#### [What to produce]
Each record below should be printed exactly as it was written.

[Material for this task Boundary: Start]

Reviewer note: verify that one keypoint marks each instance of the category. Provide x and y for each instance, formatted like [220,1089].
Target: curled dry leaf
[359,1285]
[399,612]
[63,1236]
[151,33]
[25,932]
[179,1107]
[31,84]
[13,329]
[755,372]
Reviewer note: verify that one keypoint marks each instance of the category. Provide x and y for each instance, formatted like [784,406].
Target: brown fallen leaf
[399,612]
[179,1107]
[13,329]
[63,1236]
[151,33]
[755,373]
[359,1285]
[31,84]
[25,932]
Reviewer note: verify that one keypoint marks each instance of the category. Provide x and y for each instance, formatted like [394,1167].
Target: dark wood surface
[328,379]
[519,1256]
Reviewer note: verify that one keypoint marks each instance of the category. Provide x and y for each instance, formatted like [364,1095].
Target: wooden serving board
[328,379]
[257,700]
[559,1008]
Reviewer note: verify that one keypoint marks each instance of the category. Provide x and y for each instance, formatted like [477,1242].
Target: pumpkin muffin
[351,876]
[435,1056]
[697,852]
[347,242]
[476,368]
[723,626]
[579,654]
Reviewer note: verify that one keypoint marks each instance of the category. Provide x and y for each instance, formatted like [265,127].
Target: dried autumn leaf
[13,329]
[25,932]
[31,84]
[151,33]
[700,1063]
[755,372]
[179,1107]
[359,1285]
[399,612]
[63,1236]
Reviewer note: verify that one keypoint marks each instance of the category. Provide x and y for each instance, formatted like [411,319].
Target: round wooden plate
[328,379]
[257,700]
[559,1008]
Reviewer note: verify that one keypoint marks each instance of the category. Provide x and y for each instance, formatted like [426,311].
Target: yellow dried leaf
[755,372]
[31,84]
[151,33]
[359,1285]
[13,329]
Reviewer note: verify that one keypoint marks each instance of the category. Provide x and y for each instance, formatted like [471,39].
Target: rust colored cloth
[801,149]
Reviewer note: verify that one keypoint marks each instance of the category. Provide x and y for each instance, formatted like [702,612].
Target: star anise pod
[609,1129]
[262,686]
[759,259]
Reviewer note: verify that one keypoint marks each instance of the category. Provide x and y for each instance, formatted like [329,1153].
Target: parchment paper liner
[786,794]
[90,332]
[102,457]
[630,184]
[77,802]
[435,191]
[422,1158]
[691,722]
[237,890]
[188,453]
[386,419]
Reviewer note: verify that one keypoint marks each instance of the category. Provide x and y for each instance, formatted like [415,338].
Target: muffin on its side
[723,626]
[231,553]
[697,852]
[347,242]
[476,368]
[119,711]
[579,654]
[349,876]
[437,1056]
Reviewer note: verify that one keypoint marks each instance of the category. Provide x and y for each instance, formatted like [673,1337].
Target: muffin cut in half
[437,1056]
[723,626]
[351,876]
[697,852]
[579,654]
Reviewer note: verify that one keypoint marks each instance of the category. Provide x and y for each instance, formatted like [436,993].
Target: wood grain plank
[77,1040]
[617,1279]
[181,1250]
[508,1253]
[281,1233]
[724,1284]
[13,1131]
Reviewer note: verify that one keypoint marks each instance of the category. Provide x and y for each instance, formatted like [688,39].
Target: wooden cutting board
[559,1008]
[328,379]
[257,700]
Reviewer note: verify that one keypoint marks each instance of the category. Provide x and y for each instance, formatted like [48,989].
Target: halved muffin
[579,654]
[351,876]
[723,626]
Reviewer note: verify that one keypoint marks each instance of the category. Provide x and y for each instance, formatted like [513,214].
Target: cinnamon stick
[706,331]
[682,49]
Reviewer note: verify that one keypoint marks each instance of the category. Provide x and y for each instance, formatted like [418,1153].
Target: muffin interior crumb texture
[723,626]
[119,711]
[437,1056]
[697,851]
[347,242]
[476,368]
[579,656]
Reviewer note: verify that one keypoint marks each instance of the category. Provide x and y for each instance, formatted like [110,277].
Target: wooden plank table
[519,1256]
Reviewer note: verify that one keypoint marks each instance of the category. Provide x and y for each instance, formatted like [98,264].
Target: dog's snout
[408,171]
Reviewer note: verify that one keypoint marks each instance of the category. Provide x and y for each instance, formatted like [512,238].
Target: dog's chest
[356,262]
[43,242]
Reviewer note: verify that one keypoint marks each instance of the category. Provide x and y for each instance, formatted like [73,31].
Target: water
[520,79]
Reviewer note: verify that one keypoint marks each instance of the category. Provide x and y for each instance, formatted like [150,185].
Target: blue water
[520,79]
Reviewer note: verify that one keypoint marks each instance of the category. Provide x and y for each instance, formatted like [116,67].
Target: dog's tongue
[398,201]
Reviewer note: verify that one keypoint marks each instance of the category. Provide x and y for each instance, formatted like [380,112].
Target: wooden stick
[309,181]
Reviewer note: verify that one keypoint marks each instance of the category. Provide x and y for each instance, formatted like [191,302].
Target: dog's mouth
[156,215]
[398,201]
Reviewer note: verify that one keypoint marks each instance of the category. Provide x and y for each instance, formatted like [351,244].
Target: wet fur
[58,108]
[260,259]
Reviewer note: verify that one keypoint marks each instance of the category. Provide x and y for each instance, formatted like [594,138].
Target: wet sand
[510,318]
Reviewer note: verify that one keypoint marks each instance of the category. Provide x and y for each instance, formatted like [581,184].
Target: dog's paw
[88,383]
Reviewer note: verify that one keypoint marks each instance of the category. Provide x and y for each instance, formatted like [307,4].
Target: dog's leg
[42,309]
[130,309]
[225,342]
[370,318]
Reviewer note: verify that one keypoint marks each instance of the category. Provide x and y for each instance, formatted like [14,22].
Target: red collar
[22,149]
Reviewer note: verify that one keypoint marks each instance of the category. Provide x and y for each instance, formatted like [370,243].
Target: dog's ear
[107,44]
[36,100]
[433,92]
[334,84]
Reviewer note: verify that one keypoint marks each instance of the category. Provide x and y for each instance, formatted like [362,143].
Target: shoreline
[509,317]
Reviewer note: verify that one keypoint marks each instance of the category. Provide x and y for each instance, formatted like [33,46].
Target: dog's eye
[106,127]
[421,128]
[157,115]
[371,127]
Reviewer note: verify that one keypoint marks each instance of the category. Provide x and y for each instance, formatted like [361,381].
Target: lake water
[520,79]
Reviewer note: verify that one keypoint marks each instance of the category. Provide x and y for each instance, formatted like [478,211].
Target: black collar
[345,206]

[Material for this task Boundary: End]

#### [Solution below]
Reviewer note: verify that one keypoint marks each instance of the category. Provide x and y for each instance, formatted like [220,1089].
Target: curled dry leaf
[359,1285]
[399,612]
[63,1236]
[151,33]
[25,932]
[179,1107]
[31,84]
[13,329]
[755,372]
Reviewer note: verify that one keypoint marks each instance of the category. Provide x and y for each instance, formatted like [784,406].
Target: brown fallen leaf
[399,612]
[179,1107]
[13,329]
[63,1236]
[151,33]
[755,373]
[359,1285]
[31,84]
[25,932]
Reviewer note: verify that one keypoint marks each instance of the category. Provide x and y for each instance, formatted like [394,1167].
Target: dark wood surface
[328,379]
[519,1256]
Reviewer note: verify that one keypoint marks each instance of the category. Provide x and y for each instance, formatted like [364,1095].
Target: wooden serving board
[328,379]
[257,700]
[559,1008]
Reviewer note: verify that one keypoint marks each instance of the category. Provide x and y for each instance, formatted like [477,1242].
Target: pumpkin muffin
[351,876]
[435,1056]
[697,852]
[347,242]
[476,368]
[723,626]
[579,654]
Reviewer note: verify that one keypoint marks each instance of the category. Provide x and y for each instance, formatted like [265,127].
Target: dried autumn leaf
[13,329]
[25,932]
[31,84]
[151,33]
[700,1063]
[755,372]
[179,1107]
[359,1285]
[399,612]
[63,1236]
Reviewer note: verify that one keypoint marks each instance of the category. Provide x and y for each instance, formatted like [411,319].
Target: round wooden plate
[328,379]
[257,700]
[559,1008]
Reviewer note: verify that one keypoint marks each instance of the category. Provide x and y for each instance, formatted like [426,311].
Target: yellow dried leaf
[755,372]
[31,84]
[151,33]
[359,1285]
[13,329]
Reviewer note: verify that one keypoint marks each instance of the category. Provide x and y for each instance, formatted like [471,39].
Target: rust colored cloth
[801,149]
Reviewer note: verify that one keypoint marks each instance of the category. Provide x and y for each instance, formatted like [702,612].
Target: star anise pod
[609,1129]
[262,686]
[759,259]
Reviewer note: verify that one keypoint marks each instance of the category. Provide x and y for each instance, formatted like [329,1153].
Target: parchment paper liner
[786,794]
[90,332]
[102,457]
[630,184]
[77,802]
[435,191]
[422,1158]
[691,722]
[237,890]
[188,453]
[386,419]
Reviewer note: verify that one keypoint marks each instance of the category. Provide x and y for each instance, formatted like [415,338].
Target: muffin on its side
[723,626]
[231,553]
[697,852]
[347,242]
[476,368]
[119,711]
[579,654]
[349,876]
[437,1056]
Reviewer note: verify that one keypoint marks each instance of the category. Provide x and y for each instance, formatted like [673,1337].
Target: muffin cut in half
[437,1056]
[723,626]
[351,876]
[697,852]
[579,654]
Reviewer note: verify that one keypoint marks each instance of the category. Provide x and y for each instance, formatted like [436,993].
Target: wood grain plank
[77,1040]
[617,1279]
[181,1250]
[508,1253]
[281,1233]
[724,1284]
[13,1131]
Reviewer note: verify that one keypoint marks each instance of the category. Provide x and y for each instance, formatted like [688,39].
Target: wooden cutting board
[559,1008]
[328,379]
[257,700]
Reviewer note: verify that one keypoint marks each instance of the category. Provide x and y for each instance, formatted like [48,989].
Target: halved muffin
[579,654]
[351,876]
[723,626]
Reviewer note: verify that one keypoint marks each instance of the category. Provide x and y for each instance, formatted like [513,214].
Target: cinnamon stick
[706,331]
[682,49]
Reviewer note: verify that one keypoint marks each instance of the category. Provide x and y for each instance, formatted like [418,1153].
Target: muffin interior crumb texture
[723,626]
[119,711]
[437,1056]
[697,851]
[347,242]
[476,368]
[579,656]
Reviewer note: verify that one keypoint marks each instance of the category. Provide x and y for each instance, formatted like [110,277].
Target: wooden plank table
[519,1256]
Reviewer note: verify that one keypoint marks each instance of the category. Provide x and y for each instance, formatted like [98,264].
Target: dog's snout
[408,171]
Reviewer note: verify that one keypoint marks each instance of the category. Provide x and y for each instance, formatted like [512,238].
Target: dog's chest
[356,262]
[43,242]
Reviewer note: verify that one keypoint marks each instance of the category. Provide x and y for each instance, formatted like [73,31].
Target: water
[520,79]
Reviewer note: verify that one keypoint marks each instance of the category. Provide x and y for each instance, formatted like [150,185].
Target: blue water
[520,79]
Reviewer note: verify that one keypoint marks each instance of the category. Provide x and y for each instance, formatted like [116,67].
Target: dog's tongue
[398,201]
Reviewer note: verify that one keypoint marks each instance of the category. Provide x and y for each instance, formatted like [380,112].
Target: wooden stick
[309,181]
Reviewer note: verify that one keypoint marks each instance of the category. Provide x and y for each instance, formatted like [191,302].
Target: dog's mouth
[156,215]
[398,201]
Reviewer note: verify that one keypoint marks each instance of the category. Provide x and y for each instance, formatted like [351,244].
Target: wet fur
[58,108]
[260,259]
Reviewer note: verify that one keypoint marks each instance of the category. Provide x and y for each instance, formatted like [594,138].
Target: wet sand
[510,318]
Reviewer note: verify that one keypoint marks each instance of the category. Provide x and y for each instance, formatted like [581,184].
Target: dog's paw
[88,383]
Reviewer note: verify that one keypoint marks each instance of the category. Provide x and y for each instance, formatted like [307,4].
Target: dog's leg
[42,309]
[130,309]
[225,342]
[370,318]
Reviewer note: verify that one keypoint marks each instance of the category. Provide x and y for each instance, formatted like [14,22].
Target: red collar
[22,149]
Reviewer note: verify that one keypoint marks each instance of the category. Provide x and y for each instance, formatted like [370,243].
Target: dog's ear
[107,44]
[36,100]
[433,92]
[334,84]
Reviewer note: verify that one keypoint marks each instance of the category. Provide x and y for each instance, formatted like [362,143].
Target: shoreline
[509,317]
Reviewer note: verify that one keypoint marks each instance of the category. Provide x and y for each instance, formatted like [33,46].
Target: dog's eye
[106,127]
[421,128]
[157,115]
[371,127]
Reviewer note: verify that one keypoint marks each instance of the category. Provide x and y for each instance, formatted like [361,381].
Target: lake water
[520,79]
Reviewer note: verify that one keypoint marks each instance of the category. Provide x and y for each instance, formatted like [478,211].
Target: black collar
[345,206]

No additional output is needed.